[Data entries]
┌──

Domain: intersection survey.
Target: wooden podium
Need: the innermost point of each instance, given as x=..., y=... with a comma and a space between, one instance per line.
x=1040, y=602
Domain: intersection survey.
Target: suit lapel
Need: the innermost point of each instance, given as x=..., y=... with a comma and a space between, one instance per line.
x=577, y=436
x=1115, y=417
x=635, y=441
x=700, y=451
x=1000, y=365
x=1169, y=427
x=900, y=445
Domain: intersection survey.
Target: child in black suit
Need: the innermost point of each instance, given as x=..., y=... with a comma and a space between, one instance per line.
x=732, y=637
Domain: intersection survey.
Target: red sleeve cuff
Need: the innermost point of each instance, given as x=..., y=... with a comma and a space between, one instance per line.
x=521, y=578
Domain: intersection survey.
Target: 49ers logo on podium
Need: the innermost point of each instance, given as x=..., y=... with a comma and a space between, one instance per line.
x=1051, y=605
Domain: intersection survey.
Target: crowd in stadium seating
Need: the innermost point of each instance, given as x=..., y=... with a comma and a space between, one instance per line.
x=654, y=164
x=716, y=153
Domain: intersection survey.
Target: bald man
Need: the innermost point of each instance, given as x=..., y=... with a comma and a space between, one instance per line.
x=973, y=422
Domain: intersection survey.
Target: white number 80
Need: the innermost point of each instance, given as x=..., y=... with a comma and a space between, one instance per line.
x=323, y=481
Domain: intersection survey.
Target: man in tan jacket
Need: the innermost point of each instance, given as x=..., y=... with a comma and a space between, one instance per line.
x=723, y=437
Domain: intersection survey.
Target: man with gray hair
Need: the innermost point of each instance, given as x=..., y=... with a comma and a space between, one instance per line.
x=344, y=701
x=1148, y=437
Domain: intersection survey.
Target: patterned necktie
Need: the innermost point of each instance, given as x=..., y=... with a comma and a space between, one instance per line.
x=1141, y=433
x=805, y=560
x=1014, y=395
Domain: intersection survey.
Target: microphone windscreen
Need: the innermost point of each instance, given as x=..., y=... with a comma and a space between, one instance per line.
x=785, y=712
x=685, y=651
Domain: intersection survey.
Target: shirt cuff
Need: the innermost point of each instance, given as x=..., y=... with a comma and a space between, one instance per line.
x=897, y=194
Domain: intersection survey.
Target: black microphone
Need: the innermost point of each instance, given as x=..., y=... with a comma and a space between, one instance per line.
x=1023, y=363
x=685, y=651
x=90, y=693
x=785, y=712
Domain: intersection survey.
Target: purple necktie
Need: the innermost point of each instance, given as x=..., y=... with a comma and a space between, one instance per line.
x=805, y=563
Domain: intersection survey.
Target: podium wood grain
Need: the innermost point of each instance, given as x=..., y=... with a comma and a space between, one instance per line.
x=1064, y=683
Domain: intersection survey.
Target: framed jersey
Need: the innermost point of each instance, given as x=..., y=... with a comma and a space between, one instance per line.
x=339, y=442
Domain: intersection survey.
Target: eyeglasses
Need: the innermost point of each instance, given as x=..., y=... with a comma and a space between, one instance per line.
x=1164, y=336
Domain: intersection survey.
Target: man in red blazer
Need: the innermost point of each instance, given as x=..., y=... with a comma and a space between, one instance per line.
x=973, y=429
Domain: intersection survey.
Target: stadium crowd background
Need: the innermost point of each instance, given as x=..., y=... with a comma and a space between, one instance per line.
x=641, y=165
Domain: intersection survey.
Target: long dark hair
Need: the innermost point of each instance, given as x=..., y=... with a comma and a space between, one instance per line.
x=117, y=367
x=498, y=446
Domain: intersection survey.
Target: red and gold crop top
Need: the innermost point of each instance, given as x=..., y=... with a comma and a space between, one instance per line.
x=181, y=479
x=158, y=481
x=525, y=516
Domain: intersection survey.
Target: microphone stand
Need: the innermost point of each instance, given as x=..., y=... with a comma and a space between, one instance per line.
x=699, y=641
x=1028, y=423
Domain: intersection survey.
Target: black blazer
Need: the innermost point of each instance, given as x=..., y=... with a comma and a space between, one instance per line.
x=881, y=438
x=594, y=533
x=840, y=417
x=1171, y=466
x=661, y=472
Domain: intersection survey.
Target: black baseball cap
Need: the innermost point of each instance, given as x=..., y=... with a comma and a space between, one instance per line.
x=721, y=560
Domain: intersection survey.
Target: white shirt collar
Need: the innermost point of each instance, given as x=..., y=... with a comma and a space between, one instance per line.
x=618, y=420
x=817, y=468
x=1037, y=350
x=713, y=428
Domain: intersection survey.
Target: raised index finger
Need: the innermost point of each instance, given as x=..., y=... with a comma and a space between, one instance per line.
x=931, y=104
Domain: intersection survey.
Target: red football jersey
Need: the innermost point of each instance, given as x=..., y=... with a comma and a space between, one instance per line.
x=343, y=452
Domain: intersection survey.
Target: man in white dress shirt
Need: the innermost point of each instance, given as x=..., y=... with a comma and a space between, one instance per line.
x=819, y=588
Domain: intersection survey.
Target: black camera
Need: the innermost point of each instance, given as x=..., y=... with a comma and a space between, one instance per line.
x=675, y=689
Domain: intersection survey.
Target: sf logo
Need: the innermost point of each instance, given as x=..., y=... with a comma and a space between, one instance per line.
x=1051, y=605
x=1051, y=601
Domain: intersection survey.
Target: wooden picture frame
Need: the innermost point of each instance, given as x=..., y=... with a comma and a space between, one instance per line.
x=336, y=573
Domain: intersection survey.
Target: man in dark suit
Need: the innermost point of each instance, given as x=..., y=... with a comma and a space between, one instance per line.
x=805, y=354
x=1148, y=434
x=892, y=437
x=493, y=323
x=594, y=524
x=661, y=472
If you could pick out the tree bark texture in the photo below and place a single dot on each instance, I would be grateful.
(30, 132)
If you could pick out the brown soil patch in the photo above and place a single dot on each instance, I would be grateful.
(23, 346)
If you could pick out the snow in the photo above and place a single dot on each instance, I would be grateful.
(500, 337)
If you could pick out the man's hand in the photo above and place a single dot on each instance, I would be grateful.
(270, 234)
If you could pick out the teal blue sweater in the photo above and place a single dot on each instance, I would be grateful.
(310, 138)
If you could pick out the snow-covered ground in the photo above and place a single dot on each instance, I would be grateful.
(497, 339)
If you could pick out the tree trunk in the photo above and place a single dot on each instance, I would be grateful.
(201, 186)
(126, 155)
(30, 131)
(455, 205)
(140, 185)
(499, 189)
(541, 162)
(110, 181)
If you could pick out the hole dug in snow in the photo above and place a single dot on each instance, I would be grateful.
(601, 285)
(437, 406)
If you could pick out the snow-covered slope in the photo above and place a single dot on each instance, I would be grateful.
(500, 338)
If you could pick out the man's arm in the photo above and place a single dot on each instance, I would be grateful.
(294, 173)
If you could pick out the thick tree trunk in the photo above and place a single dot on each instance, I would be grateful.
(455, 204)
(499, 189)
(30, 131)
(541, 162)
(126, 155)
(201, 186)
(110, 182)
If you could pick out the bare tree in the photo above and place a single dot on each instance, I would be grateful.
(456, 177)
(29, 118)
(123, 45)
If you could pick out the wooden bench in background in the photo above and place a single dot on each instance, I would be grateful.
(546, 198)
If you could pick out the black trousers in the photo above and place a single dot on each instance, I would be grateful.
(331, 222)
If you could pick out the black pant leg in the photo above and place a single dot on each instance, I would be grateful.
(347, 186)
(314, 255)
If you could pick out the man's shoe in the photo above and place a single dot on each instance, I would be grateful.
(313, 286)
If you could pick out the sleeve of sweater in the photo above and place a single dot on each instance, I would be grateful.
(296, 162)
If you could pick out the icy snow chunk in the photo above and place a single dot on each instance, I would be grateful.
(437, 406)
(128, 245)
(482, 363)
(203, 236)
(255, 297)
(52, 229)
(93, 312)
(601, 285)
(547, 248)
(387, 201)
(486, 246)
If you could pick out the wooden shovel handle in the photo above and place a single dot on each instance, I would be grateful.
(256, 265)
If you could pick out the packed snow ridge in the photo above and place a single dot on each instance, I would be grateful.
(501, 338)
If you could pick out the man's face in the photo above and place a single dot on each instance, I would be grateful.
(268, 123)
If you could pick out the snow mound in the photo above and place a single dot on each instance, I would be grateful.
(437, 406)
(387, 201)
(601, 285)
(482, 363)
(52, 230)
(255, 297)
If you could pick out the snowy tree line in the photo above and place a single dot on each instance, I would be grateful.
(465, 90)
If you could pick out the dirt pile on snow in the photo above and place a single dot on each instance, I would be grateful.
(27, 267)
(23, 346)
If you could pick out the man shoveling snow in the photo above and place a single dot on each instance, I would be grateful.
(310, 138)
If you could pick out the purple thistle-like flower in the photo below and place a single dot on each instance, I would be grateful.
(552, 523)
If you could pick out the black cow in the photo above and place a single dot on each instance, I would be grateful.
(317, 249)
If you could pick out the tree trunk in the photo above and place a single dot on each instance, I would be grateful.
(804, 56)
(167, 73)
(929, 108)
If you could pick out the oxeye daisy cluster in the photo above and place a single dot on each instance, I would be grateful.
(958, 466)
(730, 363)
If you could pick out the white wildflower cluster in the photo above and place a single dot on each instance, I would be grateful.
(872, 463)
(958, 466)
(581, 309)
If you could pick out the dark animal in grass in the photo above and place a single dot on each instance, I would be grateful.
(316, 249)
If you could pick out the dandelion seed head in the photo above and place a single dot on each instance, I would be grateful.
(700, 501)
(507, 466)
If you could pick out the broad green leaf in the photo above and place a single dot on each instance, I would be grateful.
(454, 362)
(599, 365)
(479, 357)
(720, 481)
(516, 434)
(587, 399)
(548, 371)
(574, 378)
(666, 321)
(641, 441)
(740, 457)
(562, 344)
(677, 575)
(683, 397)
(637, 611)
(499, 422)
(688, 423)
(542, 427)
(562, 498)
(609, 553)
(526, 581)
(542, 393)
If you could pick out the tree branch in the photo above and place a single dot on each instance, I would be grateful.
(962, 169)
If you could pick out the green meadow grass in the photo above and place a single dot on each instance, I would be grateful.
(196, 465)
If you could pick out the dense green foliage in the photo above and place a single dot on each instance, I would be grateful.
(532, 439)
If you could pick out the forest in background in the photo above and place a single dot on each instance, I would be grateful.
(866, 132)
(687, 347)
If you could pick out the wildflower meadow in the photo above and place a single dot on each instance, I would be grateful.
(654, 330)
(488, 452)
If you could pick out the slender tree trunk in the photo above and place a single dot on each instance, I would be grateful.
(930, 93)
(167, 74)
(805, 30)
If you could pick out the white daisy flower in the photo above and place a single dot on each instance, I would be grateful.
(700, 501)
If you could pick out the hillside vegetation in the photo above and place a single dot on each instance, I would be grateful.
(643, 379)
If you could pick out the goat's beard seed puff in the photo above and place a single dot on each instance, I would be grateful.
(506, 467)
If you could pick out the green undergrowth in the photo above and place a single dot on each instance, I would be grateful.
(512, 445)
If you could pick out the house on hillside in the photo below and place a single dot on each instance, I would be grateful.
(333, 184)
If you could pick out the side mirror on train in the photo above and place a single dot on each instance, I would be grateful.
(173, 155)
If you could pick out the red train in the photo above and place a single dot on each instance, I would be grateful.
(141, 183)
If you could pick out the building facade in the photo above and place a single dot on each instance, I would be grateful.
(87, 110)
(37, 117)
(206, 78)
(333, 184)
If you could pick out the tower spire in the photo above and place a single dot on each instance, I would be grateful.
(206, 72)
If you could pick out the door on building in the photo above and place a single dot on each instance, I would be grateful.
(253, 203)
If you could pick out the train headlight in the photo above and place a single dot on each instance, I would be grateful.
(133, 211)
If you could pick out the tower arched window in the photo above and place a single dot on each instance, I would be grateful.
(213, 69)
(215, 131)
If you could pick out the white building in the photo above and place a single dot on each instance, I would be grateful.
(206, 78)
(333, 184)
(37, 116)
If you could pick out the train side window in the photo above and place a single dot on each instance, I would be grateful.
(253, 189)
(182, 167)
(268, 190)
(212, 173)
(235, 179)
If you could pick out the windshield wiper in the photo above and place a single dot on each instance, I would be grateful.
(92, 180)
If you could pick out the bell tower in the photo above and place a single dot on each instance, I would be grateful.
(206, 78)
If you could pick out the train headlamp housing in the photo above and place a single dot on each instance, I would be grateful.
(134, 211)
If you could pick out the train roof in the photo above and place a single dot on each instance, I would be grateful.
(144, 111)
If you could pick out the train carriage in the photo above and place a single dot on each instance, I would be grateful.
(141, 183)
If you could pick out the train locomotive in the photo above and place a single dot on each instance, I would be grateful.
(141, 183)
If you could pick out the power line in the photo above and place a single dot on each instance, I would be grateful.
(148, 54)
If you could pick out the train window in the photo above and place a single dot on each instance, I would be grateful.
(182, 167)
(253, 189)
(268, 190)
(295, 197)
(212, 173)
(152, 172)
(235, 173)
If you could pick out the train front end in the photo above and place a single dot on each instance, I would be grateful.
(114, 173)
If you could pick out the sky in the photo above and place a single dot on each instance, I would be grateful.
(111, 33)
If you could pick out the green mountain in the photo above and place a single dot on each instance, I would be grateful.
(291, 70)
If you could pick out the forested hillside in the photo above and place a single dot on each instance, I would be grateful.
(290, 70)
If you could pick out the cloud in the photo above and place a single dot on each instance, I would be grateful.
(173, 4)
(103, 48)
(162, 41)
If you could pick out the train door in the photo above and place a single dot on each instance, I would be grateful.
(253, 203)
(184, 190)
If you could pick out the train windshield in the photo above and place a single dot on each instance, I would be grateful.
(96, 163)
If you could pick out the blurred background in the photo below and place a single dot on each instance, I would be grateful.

└──

SET TASK. Update the records from their start through the line containing "x=900, y=445", inclusive, so that "innermost" becomes "central" and everything else stays unchanged.

ANSWER TO THE PROBLEM.
Domain: intersection survey.
Target: wooden podium
Need: the central point of each instance, given as x=..., y=... with a comma and a space between, one instance per line.
x=1040, y=602
Domain: intersection survey.
Target: suit lapel
Need: the central point of each instance, given as x=..., y=... with a comma and a space between, one instance per line.
x=577, y=436
x=1115, y=417
x=635, y=441
x=700, y=451
x=1000, y=365
x=1169, y=427
x=900, y=445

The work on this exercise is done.